[Entries for bounding box labeling]
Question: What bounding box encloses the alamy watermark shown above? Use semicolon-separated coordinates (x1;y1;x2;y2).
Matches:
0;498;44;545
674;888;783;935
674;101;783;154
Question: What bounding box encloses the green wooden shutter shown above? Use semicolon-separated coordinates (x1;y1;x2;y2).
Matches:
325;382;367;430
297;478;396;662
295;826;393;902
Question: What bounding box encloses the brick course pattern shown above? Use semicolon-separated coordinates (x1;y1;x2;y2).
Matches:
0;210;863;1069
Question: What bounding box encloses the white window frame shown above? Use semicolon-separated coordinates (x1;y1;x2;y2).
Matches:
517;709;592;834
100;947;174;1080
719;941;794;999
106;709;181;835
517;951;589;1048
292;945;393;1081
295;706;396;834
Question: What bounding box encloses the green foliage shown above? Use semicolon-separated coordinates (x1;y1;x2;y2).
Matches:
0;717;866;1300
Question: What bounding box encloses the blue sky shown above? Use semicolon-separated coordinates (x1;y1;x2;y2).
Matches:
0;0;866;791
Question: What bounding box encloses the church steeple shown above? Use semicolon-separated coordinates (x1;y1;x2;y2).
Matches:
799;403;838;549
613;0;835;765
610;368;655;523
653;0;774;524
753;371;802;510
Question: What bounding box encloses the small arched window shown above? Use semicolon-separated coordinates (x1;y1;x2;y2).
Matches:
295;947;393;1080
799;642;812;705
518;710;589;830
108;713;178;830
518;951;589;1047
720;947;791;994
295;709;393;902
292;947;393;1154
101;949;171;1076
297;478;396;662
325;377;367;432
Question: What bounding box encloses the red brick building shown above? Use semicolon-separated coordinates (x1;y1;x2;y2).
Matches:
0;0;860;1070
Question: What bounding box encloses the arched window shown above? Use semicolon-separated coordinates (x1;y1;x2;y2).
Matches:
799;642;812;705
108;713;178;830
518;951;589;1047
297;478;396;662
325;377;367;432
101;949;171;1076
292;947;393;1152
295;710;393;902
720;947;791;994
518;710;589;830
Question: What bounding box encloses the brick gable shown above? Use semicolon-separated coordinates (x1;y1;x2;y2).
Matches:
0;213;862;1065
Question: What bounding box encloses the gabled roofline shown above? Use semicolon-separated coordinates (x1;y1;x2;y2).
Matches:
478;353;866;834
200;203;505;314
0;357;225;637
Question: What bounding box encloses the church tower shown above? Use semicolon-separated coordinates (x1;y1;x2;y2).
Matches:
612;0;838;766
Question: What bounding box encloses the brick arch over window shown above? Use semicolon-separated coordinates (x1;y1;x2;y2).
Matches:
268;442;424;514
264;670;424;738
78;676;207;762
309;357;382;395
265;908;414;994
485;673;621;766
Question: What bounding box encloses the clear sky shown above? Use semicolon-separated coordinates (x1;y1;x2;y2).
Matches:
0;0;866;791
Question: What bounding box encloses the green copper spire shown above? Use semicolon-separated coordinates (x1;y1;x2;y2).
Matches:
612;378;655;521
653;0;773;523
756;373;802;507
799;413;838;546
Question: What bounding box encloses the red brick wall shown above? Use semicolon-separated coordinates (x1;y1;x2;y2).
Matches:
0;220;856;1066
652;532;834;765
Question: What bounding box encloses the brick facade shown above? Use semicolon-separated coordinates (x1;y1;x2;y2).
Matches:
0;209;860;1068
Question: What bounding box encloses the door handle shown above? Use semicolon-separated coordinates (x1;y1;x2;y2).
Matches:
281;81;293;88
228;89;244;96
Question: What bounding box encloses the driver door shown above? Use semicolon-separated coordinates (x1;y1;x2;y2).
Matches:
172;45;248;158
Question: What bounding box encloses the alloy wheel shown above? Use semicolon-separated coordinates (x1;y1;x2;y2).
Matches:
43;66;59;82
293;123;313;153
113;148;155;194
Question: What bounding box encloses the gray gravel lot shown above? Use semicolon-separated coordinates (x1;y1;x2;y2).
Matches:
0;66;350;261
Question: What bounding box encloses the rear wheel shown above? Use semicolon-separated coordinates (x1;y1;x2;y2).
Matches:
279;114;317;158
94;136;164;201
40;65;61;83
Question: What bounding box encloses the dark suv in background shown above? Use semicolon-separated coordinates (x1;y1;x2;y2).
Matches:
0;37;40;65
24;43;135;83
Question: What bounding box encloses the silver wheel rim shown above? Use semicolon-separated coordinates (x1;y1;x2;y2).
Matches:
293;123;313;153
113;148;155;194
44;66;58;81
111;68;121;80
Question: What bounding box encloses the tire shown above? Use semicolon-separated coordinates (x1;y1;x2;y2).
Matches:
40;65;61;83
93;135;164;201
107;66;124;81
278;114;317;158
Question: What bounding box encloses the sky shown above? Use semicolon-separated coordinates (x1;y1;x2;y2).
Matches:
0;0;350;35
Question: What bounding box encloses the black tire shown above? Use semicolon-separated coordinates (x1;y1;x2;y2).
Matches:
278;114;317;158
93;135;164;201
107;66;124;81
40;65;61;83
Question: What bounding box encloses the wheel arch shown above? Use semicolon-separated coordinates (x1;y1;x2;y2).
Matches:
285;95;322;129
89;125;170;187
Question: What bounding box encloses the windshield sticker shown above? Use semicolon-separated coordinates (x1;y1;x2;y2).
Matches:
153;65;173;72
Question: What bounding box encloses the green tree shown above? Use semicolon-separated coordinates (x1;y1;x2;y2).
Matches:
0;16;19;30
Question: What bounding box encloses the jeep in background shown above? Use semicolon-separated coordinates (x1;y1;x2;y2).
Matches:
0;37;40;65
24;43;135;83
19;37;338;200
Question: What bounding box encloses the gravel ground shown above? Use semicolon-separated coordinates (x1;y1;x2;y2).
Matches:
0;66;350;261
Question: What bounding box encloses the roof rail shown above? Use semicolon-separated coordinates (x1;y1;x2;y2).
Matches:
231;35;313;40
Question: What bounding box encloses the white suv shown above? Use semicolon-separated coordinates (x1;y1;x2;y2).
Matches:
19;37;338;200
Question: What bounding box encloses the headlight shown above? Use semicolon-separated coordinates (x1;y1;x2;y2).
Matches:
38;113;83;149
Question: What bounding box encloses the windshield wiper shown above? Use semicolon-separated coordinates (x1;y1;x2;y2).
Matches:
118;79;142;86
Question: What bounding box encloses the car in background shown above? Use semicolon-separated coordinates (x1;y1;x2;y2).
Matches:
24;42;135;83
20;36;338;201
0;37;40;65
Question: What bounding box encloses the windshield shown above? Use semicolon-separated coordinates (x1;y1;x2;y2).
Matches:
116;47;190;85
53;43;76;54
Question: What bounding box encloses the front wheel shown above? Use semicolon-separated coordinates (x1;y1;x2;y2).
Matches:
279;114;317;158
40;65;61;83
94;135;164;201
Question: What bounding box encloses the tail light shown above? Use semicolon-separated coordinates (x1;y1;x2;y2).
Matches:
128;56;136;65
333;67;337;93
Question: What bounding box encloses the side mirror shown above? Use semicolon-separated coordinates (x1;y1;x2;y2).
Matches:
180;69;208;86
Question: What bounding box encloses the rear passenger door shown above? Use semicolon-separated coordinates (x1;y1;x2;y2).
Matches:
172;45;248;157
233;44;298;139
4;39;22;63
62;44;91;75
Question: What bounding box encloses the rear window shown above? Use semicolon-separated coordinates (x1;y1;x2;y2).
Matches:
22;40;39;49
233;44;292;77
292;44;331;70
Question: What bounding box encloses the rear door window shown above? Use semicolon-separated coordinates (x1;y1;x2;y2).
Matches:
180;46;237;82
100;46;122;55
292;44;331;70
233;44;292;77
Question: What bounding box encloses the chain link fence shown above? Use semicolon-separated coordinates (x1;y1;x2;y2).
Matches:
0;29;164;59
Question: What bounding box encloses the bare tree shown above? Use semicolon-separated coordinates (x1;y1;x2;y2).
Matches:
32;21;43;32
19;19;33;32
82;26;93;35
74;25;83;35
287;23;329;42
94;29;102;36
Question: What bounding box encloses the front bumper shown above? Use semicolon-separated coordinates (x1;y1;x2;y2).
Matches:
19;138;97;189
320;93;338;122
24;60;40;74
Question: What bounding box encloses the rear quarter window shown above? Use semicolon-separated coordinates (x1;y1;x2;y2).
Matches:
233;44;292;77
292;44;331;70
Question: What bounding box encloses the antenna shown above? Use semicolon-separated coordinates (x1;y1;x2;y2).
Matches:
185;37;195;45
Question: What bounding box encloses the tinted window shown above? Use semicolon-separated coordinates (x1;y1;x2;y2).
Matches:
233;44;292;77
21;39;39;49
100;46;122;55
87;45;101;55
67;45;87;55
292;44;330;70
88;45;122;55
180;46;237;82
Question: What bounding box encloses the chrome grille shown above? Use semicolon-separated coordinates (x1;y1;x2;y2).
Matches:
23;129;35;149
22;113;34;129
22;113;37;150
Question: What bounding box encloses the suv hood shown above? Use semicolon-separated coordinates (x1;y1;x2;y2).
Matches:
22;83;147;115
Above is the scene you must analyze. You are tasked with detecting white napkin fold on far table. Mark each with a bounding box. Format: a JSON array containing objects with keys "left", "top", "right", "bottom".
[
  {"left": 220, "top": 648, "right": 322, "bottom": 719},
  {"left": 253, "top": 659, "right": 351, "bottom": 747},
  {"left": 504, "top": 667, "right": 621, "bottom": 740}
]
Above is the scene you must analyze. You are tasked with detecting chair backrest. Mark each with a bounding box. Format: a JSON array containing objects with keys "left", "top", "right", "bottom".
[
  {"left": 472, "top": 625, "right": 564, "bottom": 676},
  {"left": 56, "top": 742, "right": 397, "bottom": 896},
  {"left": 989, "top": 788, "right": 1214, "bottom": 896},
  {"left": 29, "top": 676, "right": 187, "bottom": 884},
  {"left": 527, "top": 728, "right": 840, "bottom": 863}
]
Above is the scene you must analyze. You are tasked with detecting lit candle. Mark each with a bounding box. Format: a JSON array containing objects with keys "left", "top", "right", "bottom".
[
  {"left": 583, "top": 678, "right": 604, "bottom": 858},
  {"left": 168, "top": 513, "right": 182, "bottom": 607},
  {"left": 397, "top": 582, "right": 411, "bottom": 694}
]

**SET TASK:** Rewrite the lines above as a Markdown table with the columns Row and Line, starting with the line that contains "Question: What bounding box encloses the rear door" and going on through the line that contains "0;29;164;59". Number each row and skip any blank lines.

**FULL ANSWER:**
| Row | Line |
|---|---|
| 1 | Question: What bounding box encloses the rear door window shown above? Use semicolon-separated coordinates (x1;y1;x2;y2). |
| 2 | Matches: |
| 3 | 180;46;237;82 |
| 4 | 100;46;122;55 |
| 5 | 292;44;331;70 |
| 6 | 233;44;292;77 |
| 7 | Question: What bounding box encloses the chain link fence shown above? Use semicolon-separated coordinates (x1;y1;x2;y2). |
| 8 | Matches: |
| 9 | 0;29;164;59 |